Your instructions ▸
Type out all the records again exactly.

━━━ Extracted data

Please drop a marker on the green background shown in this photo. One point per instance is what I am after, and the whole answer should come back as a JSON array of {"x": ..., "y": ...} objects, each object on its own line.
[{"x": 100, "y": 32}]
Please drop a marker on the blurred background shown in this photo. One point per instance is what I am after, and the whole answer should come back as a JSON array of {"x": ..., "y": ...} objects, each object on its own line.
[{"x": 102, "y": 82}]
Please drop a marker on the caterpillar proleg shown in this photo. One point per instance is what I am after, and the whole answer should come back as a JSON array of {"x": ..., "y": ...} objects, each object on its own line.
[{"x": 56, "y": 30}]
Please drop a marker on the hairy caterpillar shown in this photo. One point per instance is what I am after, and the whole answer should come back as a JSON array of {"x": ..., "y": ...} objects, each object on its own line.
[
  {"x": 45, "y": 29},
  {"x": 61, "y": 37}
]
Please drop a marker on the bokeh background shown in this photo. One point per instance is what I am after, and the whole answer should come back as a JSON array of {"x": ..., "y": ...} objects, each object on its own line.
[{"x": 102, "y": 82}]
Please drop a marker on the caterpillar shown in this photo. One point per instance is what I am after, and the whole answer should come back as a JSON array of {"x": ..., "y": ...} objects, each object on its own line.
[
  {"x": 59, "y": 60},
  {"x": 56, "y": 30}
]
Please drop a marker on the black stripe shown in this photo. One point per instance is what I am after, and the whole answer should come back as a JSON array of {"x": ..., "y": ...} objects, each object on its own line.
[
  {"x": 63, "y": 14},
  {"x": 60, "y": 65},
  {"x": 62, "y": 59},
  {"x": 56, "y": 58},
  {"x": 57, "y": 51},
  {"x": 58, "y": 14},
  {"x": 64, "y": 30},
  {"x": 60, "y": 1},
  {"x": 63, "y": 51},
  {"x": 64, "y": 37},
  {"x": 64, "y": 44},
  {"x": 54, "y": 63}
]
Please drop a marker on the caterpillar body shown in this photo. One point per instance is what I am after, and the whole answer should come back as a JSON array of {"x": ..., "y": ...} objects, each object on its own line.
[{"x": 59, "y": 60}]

━━━━━━

Solution to this problem ▸
Please drop a marker on the green background shown in this photo. One point per instance is what I am after, and the whole answer should come back as a JSON array of {"x": ..., "y": ...} objects, each object on its own line.
[{"x": 100, "y": 32}]
Please drop a marker on the blurred background shown in this photo. One point per instance is what I am after, and the whole answer should come back as a JSON array of {"x": ..., "y": ...} objects, each object on its own line.
[{"x": 102, "y": 82}]
Please drop a marker on the caterpillar proleg shown in this photo. One point per instance is what I am after, and the whole answer should come back as a JSON array of {"x": ..., "y": ...} objects, each object on its own line.
[{"x": 56, "y": 30}]
Please drop a marker on the hairy caterpillar shown in this photo. One point per instance is what I am after, and the whole answer should come back as a JSON array of {"x": ..., "y": ...} objects, each object on its own line.
[
  {"x": 45, "y": 29},
  {"x": 61, "y": 37}
]
Please drop a marker on the bokeh background shown in this photo. One point per instance is what I am after, and the whole answer should come back as a JSON array of {"x": ..., "y": ...} objects, each object on its own line.
[{"x": 102, "y": 82}]
Please drop a marker on the caterpillar shown in this photo. One point per instance is what I am after, and the whole answer should come back as a JSON array of {"x": ..., "y": ...} objects, each object on its own line.
[
  {"x": 59, "y": 60},
  {"x": 56, "y": 30}
]
Please drop a marker on the black stripe shown in this photo. One point per instance is what I am after, and the whole answer should come back as a JSON array of {"x": ..., "y": ...} objects, each object on its own line.
[
  {"x": 63, "y": 14},
  {"x": 60, "y": 65},
  {"x": 62, "y": 59},
  {"x": 56, "y": 58},
  {"x": 57, "y": 51},
  {"x": 58, "y": 14},
  {"x": 64, "y": 30},
  {"x": 60, "y": 1},
  {"x": 63, "y": 51},
  {"x": 64, "y": 37},
  {"x": 64, "y": 44},
  {"x": 54, "y": 63}
]
Please drop a marker on the caterpillar body shown in this photo. One point per instance is what I am after, and the whole answer should come back as a JSON array of {"x": ..., "y": ...} objects, each object on its own line.
[{"x": 59, "y": 60}]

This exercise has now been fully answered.